**Task objective**
Can you copy the data below word for word, keeping every line in its original order?
[begin Recorded data]
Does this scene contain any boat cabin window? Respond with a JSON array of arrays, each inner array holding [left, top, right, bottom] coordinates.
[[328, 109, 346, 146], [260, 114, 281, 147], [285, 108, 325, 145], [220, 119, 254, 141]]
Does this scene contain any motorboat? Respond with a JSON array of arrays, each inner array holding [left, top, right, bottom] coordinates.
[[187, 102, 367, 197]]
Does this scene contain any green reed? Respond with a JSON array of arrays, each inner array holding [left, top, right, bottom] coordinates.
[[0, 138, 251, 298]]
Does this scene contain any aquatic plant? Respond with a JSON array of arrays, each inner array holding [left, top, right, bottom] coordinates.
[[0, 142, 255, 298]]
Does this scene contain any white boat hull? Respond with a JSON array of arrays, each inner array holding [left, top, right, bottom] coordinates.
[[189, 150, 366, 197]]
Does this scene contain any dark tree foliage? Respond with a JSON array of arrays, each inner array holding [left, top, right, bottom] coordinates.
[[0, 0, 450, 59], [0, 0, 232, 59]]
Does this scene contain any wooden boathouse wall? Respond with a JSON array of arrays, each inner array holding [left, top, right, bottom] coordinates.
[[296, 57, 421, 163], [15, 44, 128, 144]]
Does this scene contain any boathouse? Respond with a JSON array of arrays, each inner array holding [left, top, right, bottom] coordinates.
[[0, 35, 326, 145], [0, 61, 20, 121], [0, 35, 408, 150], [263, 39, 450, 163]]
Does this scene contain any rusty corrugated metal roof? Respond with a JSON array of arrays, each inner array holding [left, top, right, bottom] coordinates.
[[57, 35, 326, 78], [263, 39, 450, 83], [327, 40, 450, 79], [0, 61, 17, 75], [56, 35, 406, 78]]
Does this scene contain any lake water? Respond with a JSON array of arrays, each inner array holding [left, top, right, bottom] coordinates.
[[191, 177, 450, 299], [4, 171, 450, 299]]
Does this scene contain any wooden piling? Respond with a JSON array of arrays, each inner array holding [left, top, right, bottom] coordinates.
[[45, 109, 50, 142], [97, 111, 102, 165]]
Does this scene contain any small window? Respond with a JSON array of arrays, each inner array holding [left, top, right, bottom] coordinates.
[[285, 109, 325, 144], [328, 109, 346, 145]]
[end Recorded data]
**The output**
Does this scene contain any boat cabin window? Respond with a JSON array of arrays, each inner array holding [left, top, right, bottom] coordinates.
[[328, 109, 346, 146], [260, 114, 281, 147], [285, 108, 325, 145], [220, 119, 254, 141]]
Does this scene contain any motorboat? Respond with a JSON array of arrays, each inner array holding [left, top, right, bottom] coordinates.
[[187, 102, 367, 197]]
Does this scene contain any green reed? Respond with a JSON array of arrays, each inner array holding [left, top, right, bottom] coordinates.
[[0, 138, 251, 298]]
Does this scene contain any aquatic plant? Respond with a JSON array of arrays, each inner array holding [left, top, right, bottom] coordinates.
[[0, 142, 255, 298]]
Does this scene contain any white boat hull? Respond with a JSON array of arrays, each inner array holding [left, top, right, bottom] coordinates.
[[189, 150, 366, 197]]
Does this scene contain any dark tree foliage? Respond with a JSON array of arrays, each inner array holding [left, top, right, bottom] coordinates.
[[0, 0, 450, 59], [0, 0, 232, 59]]
Does this scene contain any wooden boathouse wall? Respond with a JSON array of arrays, each inner array holding [left, top, right, bottom] coordinates.
[[296, 57, 421, 163], [15, 44, 128, 144]]
Does this scene contain any boathouse? Respond with a JSON array of arrays, each inner array holding [left, top, right, bottom] coordinates.
[[0, 35, 326, 145], [0, 61, 20, 121], [0, 35, 408, 150], [263, 39, 450, 163]]
Does this scene contain any rusty corrugated metal roof? Respond with a JSON array of arrays, each inner array holding [left, top, right, bottom] coordinates.
[[57, 35, 326, 78], [263, 39, 450, 83], [327, 40, 450, 79], [0, 61, 17, 75], [56, 35, 406, 78]]
Does this scene contain any lake water? Respond with a JSON array of arrays, each inner array holding [left, top, right, bottom] coordinates.
[[191, 177, 450, 299], [4, 171, 450, 299]]
Does this scene contain any wooden piling? Respond with a JSON array of arrays, each inner array holding [left, top, right, bottom] coordinates.
[[45, 109, 50, 142], [97, 111, 102, 165]]
Does this scene contain any small window? Respond with a JSON array of arrays, each inner array holding [left, top, right, bottom] coordinates.
[[285, 109, 325, 144], [328, 109, 346, 145]]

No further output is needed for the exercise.